--- Problem description ---
Report every line of the listing below that contains the word "brown".

--- Records provided ---
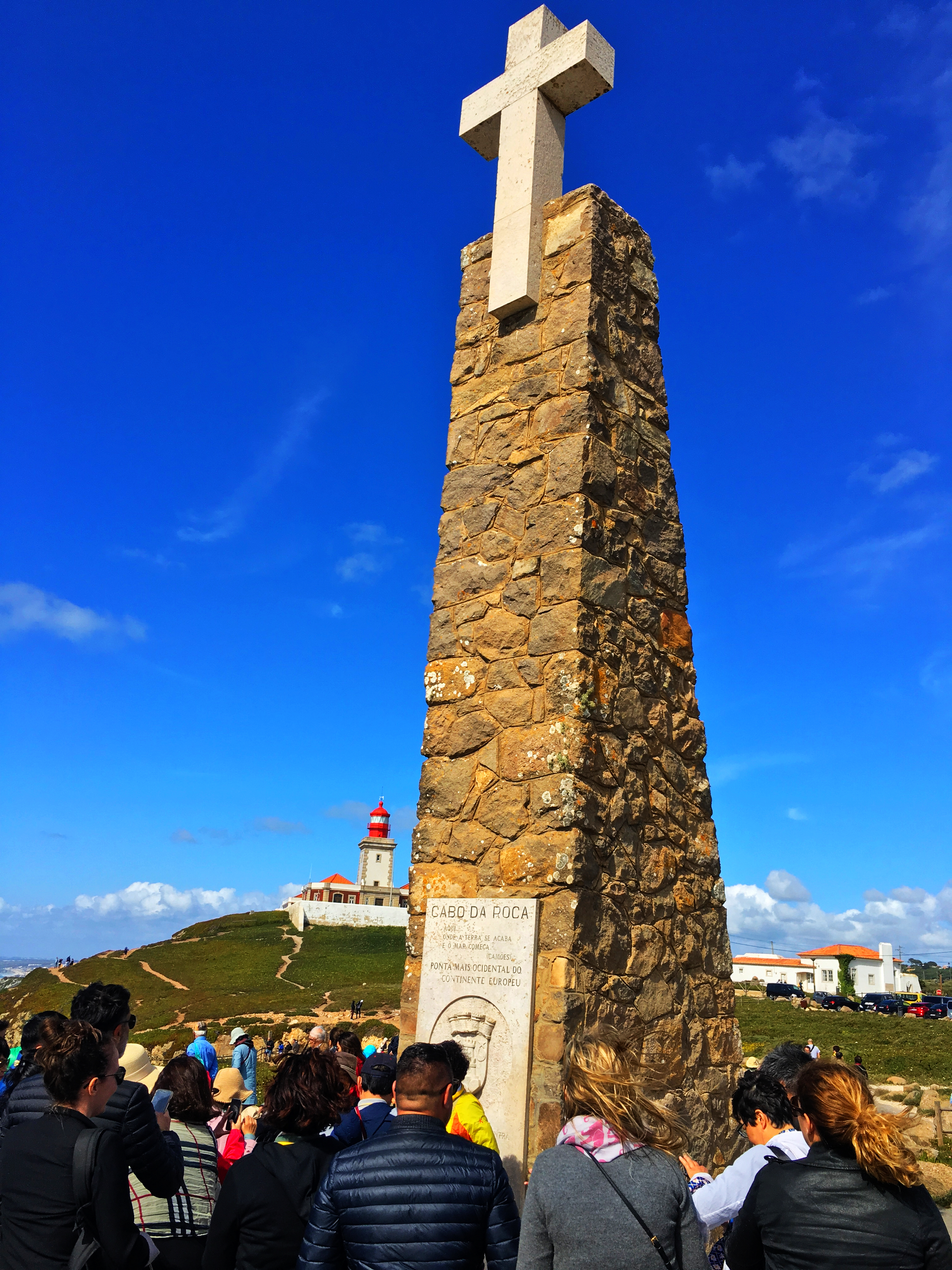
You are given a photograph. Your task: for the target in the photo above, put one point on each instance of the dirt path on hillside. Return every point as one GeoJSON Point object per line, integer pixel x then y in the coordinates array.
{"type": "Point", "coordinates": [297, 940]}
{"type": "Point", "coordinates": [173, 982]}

--

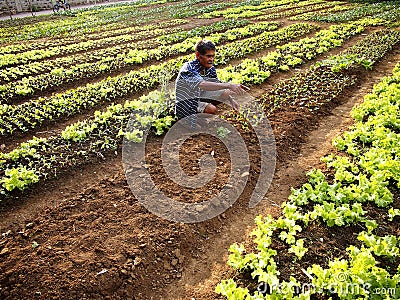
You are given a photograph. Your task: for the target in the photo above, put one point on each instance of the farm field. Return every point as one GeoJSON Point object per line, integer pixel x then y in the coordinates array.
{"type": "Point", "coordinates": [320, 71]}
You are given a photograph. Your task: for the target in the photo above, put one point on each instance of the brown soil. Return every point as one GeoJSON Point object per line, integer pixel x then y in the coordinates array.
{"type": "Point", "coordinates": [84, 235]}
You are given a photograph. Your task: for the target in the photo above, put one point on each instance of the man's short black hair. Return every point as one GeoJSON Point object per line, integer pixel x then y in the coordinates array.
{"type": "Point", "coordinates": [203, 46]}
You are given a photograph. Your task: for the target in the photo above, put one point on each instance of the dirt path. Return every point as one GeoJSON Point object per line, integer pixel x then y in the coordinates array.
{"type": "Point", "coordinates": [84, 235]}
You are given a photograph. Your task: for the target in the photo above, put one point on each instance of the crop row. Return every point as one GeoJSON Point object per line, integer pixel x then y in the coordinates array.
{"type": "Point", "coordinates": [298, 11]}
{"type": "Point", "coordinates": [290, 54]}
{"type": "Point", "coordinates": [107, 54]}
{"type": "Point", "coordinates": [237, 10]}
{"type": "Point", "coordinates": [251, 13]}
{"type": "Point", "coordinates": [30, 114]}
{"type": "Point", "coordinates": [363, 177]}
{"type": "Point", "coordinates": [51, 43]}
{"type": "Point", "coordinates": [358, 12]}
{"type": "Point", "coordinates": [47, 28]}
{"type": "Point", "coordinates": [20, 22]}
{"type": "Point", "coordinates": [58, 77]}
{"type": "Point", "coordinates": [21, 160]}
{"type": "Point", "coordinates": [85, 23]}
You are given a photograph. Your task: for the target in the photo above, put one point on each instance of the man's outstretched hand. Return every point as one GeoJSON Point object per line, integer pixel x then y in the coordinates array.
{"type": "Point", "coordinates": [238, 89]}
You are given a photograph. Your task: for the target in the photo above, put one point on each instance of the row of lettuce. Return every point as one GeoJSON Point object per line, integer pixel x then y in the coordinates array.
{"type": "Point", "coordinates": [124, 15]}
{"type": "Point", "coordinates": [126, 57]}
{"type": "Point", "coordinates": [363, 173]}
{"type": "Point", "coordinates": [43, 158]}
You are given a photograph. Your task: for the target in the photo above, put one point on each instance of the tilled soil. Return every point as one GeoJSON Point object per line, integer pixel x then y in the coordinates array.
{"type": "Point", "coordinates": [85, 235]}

--

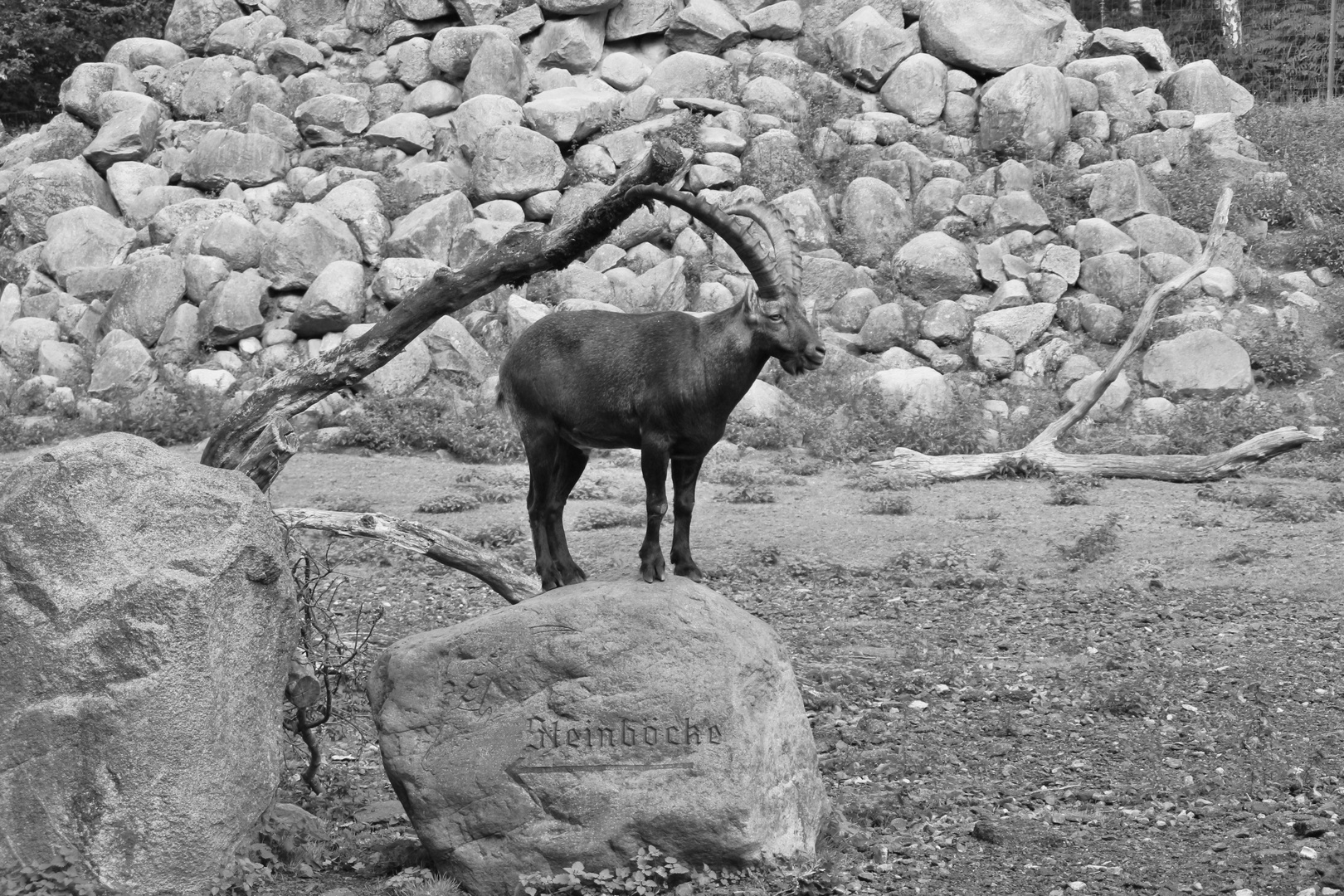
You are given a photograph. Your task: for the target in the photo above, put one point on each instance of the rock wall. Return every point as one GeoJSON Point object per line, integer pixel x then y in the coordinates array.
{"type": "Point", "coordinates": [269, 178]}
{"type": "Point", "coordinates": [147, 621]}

--- Final answer ---
You are given a photograph. Your task: for the target in the photo above, put one point on each instance of the brown soil. Return every point as one GeoJSON Point object per line, integer pixel x then y in the coordinates array.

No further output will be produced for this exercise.